• _Consegna 1_:
Riscrivi come elenco puntato il paragrafo del testo sul giudicato penale che inizia con «Il nuovo art. 21-bis» e conservane i fatti principali.

• _Testo scelto_:
────────────────────────────────────────

Processo tributario: effetti del giudicato penale di assoluzione

La legge delega della riforma fiscale rivede i rapporti tra il processo penale e tributario: una analisi delle novità introdotte

Processo tributario: effetti del giudicato penale di assoluzione

La legge delega per la riforma fiscale ha prescritto di “rivedere i rapporti tra il processo penale e il processo tributario” (art. 20), stabilendo tra le altre che nei casi di sentenza irrevocabile di assoluzione perché il fatto non sussiste o l’imputato non lo ha commesso, i fatti materiali accertati in sede dibattimentale debbono fare stato nel processo tributario quanto all’accertamento dei fatti medesimi.

In attuazione della legge delega, il Consiglio dei ministri ha poi approvato il decreto legislativo recante la revisione del sistema sanzionatorio tributario.

Effetti del giudicato penale di assoluzione nel processo tributario: le novità

Il nuovo art. 21-bis del Dlgs 74/2000, introdotto da tale decreto, prevede quindi, al comma 1, che la sentenza irrevocabile di assoluzione perché il fatto non sussiste o l’imputato non lo ha commesso, pronunciata in seguito al dibattimento nei confronti del medesimo soggetto e sugli stessi fatti materiali oggetto di valutazione nel processo tributario, ha efficacia di giudicato, in ogni stato e grado, quanto ai fatti medesimi.

────────────────────────────────────────

• _Record da usare_:
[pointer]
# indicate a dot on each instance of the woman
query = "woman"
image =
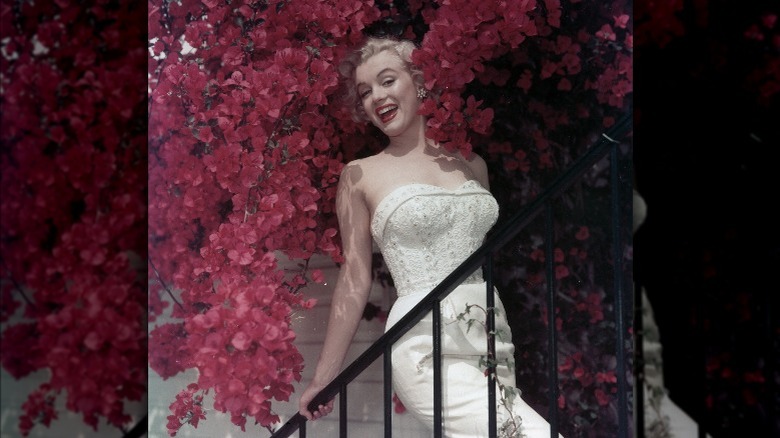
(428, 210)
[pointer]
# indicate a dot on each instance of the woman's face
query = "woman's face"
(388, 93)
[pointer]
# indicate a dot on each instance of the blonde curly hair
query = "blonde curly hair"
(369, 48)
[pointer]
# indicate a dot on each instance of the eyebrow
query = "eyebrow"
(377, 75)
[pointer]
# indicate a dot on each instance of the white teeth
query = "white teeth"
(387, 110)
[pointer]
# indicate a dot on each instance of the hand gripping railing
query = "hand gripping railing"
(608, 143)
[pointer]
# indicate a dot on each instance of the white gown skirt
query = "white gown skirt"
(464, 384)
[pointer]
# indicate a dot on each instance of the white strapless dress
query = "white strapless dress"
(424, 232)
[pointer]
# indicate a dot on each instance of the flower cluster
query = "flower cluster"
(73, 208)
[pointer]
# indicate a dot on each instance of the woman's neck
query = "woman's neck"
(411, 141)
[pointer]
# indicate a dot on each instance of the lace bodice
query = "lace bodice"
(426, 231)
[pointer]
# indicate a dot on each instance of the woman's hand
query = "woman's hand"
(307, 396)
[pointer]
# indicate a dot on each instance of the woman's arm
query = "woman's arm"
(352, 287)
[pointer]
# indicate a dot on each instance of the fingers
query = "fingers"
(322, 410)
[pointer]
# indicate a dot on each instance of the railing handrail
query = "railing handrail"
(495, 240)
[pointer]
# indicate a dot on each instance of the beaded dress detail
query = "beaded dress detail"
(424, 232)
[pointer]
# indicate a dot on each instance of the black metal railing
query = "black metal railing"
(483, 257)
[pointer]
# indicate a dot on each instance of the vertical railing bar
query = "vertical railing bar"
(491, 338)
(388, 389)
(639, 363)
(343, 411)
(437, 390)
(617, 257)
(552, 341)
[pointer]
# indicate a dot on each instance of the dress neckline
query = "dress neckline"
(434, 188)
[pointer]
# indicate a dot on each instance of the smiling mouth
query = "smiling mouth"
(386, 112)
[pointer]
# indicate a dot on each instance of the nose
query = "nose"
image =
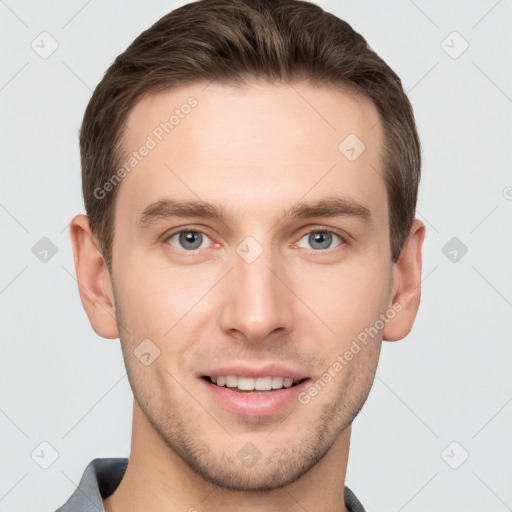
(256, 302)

────────────────────────────────────────

• _Consegna 2_:
Filtra i record riportati sopra e trascrivi ogni riga che contiene la stringa "flower". Distingui tra maiuscole e minuscole.

• _Soluzione 1_:
- L'art. 21-bis del Dlgs 74/2000 è stato introdotto dal decreto legislativo sulla revisione del sistema sanzionatorio tributario.
- Il comma 1 riguarda la sentenza irrevocabile di assoluzione perché il fatto non sussiste o l'imputato non lo ha commesso.
- La sentenza deve essere pronunciata in seguito al dibattimento, nei confronti del medesimo soggetto e sugli stessi fatti materiali valutati nel processo tributario.
- Tale sentenza ha efficacia di giudicato, in ogni stato e grado, quanto a quei fatti.

• _Soluzione 2_:
# indicate a dot on each instance of the flower cluster
query = "flower cluster"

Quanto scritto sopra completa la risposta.